Present every line of all the items below as a numbered list, leaving out any blank lines.

Collected data entries:
**********

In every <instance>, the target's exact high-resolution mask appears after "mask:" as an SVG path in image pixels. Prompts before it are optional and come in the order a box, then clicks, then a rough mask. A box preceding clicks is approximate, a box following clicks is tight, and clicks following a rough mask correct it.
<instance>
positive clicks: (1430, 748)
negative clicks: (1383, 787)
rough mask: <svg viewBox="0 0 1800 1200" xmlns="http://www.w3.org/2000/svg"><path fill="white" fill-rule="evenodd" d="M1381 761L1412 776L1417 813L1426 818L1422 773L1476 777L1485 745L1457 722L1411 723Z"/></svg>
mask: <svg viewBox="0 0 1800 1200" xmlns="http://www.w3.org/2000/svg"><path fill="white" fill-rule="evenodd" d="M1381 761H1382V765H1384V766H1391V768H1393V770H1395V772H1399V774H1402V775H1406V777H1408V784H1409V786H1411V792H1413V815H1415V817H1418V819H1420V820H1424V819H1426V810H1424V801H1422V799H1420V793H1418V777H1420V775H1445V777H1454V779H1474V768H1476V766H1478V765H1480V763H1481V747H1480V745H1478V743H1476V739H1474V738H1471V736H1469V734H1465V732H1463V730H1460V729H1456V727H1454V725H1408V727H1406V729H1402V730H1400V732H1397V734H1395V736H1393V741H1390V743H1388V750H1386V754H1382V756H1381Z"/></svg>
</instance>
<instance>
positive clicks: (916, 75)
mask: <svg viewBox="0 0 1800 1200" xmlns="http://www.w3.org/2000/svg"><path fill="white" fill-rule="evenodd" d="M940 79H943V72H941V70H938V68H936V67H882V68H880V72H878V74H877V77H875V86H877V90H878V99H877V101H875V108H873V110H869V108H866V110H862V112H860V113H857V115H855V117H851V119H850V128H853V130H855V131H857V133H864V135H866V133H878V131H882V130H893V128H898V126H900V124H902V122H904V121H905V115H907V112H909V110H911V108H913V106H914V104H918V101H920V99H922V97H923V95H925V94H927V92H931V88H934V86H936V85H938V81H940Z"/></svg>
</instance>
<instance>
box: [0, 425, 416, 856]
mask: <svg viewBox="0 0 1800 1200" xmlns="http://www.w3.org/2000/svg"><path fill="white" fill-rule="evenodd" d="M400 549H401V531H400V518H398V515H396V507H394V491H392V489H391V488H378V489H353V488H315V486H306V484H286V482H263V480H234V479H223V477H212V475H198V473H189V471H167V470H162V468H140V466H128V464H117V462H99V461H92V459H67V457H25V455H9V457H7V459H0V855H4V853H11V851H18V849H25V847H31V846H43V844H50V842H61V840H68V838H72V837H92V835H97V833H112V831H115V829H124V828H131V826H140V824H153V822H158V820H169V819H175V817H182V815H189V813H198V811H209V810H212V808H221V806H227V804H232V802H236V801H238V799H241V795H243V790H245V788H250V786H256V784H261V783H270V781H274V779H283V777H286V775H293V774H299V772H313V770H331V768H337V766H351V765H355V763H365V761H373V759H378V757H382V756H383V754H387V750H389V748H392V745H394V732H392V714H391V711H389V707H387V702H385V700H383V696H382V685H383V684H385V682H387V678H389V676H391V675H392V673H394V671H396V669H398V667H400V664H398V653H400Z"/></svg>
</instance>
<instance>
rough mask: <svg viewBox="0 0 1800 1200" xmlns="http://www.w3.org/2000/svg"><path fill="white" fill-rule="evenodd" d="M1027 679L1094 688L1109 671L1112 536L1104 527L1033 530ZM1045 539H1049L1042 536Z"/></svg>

**********

PROBLEM SOLUTION
1. In every <instance>, the target's exact high-resolution mask appears after "mask:" as an SVG path in image pixels. Prompts before it are optional and come in the order a box, then clicks, then a rough mask. A box preceding clicks is approximate, a box following clicks is tight, and clicks following a rough mask correct it.
2. <instance>
3. positive clicks: (1430, 748)
4. negative clicks: (1383, 787)
5. rough mask: <svg viewBox="0 0 1800 1200" xmlns="http://www.w3.org/2000/svg"><path fill="white" fill-rule="evenodd" d="M1381 761L1412 776L1417 813L1426 818L1422 773L1476 777L1485 745L1457 722L1411 723Z"/></svg>
6. mask: <svg viewBox="0 0 1800 1200" xmlns="http://www.w3.org/2000/svg"><path fill="white" fill-rule="evenodd" d="M1381 761H1382V765H1384V766H1391V768H1393V770H1395V772H1399V774H1402V775H1406V777H1408V784H1409V786H1411V792H1413V815H1415V817H1418V819H1420V820H1424V819H1426V810H1424V801H1422V799H1420V793H1418V777H1420V775H1445V777H1454V779H1474V768H1476V766H1478V765H1480V763H1481V747H1480V745H1478V743H1476V739H1474V738H1471V736H1469V734H1465V732H1463V730H1460V729H1456V727H1454V725H1408V727H1406V729H1402V730H1400V732H1397V734H1395V736H1393V741H1390V743H1388V750H1386V754H1382V756H1381Z"/></svg>
7. </instance>
8. <instance>
9. positive clicks: (916, 75)
10. mask: <svg viewBox="0 0 1800 1200" xmlns="http://www.w3.org/2000/svg"><path fill="white" fill-rule="evenodd" d="M940 79H943V72H941V70H938V68H936V67H882V68H880V72H878V74H877V77H875V86H877V90H878V99H877V101H875V108H873V110H869V108H866V110H862V112H860V113H857V115H855V117H851V119H850V128H853V130H855V131H857V133H864V135H866V133H878V131H882V130H893V128H898V126H900V124H902V122H904V121H905V115H907V112H909V110H911V108H913V106H914V104H918V101H920V99H922V97H923V95H925V94H927V92H931V88H934V86H936V85H938V81H940Z"/></svg>
11. </instance>
12. <instance>
13. box: [0, 425, 416, 856]
14. mask: <svg viewBox="0 0 1800 1200" xmlns="http://www.w3.org/2000/svg"><path fill="white" fill-rule="evenodd" d="M400 549H401V531H400V518H398V515H396V507H394V491H392V489H391V488H378V489H353V488H315V486H306V484H286V482H263V480H234V479H223V477H212V475H198V473H189V471H167V470H162V468H140V466H128V464H117V462H99V461H92V459H67V457H25V455H9V457H7V459H0V855H4V853H11V851H18V849H25V847H31V846H43V844H50V842H61V840H68V838H72V837H92V835H97V833H112V831H115V829H124V828H131V826H140V824H153V822H158V820H169V819H175V817H182V815H189V813H198V811H209V810H212V808H221V806H227V804H232V802H236V801H238V799H241V795H243V790H245V788H250V786H256V784H261V783H270V781H274V779H283V777H286V775H293V774H299V772H313V770H331V768H337V766H351V765H355V763H365V761H373V759H378V757H382V756H383V754H387V750H389V748H392V745H394V732H392V714H391V711H389V707H387V702H385V700H383V696H382V685H383V684H385V682H387V678H389V676H391V675H392V673H394V671H396V669H398V667H400V664H398V653H400Z"/></svg>
15. </instance>
16. <instance>
17. rough mask: <svg viewBox="0 0 1800 1200" xmlns="http://www.w3.org/2000/svg"><path fill="white" fill-rule="evenodd" d="M1027 679L1094 688L1109 671L1112 536L1104 527L1033 530ZM1045 539H1049L1042 536Z"/></svg>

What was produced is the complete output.